Skip to content

gnosischain/beacon-indexer

Repository files navigation

Beacon Chain Indexer

Beacon Indexer

A simple, minimalistic beacon chain indexer using the ELT (Extract, Load, Transform) pattern with fork-aware parsing, automatic network detection, and dual storage backends. This indexer loads raw data from the beacon API first, then transforms it into structured tables with automatic fork detection and appropriate parsing for each Ethereum consensus layer upgrade.

Storage Backends

Choose between two storage backends based on your needs:

🗄️ ClickHouse Backend (Production)

  • Real-time SQL queries with high performance analytics
  • Concurrent access and complex joins
  • Fork-aware processing with chunk-based worker distribution
  • Production-ready with monitoring and progress tracking
  • Best for: Production systems, real-time analytics, complex queries

📊 Parquet Backend (Analytics)

**Provided data:**
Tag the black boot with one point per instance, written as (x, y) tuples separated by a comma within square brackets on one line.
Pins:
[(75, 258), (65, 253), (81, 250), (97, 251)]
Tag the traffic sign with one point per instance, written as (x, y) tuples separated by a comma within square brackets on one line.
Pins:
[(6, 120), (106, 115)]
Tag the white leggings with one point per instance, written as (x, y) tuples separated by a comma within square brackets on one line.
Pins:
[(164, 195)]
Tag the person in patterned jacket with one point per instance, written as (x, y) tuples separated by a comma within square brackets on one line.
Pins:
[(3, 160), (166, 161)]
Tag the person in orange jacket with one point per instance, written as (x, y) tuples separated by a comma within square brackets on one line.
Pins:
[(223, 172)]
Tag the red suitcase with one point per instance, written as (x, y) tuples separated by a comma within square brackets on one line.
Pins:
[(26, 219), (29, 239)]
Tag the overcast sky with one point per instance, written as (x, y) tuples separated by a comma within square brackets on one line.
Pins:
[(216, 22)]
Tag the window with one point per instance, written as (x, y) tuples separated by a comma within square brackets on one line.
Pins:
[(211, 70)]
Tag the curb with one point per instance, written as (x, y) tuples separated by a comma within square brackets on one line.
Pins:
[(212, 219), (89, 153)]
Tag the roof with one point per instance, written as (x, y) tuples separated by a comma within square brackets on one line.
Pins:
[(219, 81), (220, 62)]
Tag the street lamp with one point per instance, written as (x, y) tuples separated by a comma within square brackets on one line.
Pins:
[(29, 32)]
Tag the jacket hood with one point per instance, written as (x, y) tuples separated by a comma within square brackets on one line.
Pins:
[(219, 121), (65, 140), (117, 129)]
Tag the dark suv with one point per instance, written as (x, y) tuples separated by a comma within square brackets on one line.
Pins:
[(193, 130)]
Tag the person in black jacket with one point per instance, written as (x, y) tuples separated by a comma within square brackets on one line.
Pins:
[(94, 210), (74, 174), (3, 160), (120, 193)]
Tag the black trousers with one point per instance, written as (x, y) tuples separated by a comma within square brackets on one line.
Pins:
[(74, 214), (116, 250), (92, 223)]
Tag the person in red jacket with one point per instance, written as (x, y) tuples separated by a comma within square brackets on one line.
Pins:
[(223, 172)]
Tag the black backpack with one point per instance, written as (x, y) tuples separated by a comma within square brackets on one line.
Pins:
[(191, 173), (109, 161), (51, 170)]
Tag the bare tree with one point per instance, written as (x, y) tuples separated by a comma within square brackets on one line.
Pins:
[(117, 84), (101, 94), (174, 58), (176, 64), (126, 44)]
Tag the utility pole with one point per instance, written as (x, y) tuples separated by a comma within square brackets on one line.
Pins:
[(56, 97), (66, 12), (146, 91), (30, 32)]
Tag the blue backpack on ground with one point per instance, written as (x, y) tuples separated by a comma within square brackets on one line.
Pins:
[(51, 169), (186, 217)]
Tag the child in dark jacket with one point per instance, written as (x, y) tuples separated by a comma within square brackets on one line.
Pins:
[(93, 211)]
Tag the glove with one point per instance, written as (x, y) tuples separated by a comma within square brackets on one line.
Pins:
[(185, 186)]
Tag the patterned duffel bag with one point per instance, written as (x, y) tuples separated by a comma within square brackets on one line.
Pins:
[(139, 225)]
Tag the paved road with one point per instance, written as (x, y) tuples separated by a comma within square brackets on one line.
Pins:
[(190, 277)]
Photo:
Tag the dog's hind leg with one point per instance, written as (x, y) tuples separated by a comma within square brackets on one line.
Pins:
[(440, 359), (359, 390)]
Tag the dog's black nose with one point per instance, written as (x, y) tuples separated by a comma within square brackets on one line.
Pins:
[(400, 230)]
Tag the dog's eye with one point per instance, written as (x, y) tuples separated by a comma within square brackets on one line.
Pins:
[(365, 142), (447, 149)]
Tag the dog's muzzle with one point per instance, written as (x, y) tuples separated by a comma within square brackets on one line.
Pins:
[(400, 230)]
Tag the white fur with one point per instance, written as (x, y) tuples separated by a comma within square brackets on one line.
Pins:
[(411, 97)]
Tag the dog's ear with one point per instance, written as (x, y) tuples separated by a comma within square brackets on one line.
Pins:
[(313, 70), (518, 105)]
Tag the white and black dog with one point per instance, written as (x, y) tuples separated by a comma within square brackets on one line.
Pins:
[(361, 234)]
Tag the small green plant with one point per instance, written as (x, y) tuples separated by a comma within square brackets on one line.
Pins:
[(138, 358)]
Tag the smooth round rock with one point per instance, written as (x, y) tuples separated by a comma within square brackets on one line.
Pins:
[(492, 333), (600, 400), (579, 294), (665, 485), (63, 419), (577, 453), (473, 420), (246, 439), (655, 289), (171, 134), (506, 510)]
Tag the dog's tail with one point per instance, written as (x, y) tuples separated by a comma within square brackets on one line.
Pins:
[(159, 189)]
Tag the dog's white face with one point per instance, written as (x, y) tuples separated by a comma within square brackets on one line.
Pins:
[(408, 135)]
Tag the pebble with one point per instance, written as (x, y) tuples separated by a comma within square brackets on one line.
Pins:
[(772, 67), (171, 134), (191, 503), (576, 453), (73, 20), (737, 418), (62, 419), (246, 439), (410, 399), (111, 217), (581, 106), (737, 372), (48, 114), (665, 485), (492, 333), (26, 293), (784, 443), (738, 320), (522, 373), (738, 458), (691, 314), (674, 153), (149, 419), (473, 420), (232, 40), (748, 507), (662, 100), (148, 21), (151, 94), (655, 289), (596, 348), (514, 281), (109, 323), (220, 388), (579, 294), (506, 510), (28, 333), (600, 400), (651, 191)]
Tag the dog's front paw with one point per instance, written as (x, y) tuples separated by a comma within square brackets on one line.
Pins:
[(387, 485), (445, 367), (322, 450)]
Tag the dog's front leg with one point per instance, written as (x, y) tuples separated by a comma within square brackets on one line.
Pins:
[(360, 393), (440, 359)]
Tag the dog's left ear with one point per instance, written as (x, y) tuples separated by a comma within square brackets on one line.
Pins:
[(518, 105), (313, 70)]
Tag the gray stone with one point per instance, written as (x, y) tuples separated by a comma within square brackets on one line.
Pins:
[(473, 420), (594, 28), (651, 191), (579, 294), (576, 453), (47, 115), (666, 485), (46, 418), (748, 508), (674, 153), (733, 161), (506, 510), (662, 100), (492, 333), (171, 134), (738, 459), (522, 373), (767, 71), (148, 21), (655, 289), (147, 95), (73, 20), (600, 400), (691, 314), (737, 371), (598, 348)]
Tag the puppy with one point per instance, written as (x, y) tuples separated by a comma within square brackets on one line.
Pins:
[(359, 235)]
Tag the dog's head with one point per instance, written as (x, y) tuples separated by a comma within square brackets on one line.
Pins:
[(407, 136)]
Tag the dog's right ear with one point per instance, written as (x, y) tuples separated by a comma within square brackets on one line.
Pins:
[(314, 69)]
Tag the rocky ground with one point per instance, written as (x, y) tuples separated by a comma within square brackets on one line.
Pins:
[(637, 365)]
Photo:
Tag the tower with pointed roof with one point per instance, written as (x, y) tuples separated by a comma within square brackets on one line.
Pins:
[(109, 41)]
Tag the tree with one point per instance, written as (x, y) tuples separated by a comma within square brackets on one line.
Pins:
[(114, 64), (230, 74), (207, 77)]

**Stated exercise 1:** Which storage backend does the beacon chain indexer page mark for production?
**Stated exercise 2:** Please translate this sentence from the beacon chain indexer page into Spanish: "This indexer loads raw data from the beacon API first, then transforms it into structured tables with automatic fork detection and appropriate parsing for each Ethereum consensus layer upgrade."
The data plays no role in any of this.

**Exercise output 1:** ClickHouse.

**Exercise output 2:** Este indexador carga primero los datos sin procesar desde la API beacon y luego los transforma en tablas estructuradas con detección automática de bifurcaciones y el análisis adecuado para cada actualización de la capa de consenso de Ethereum.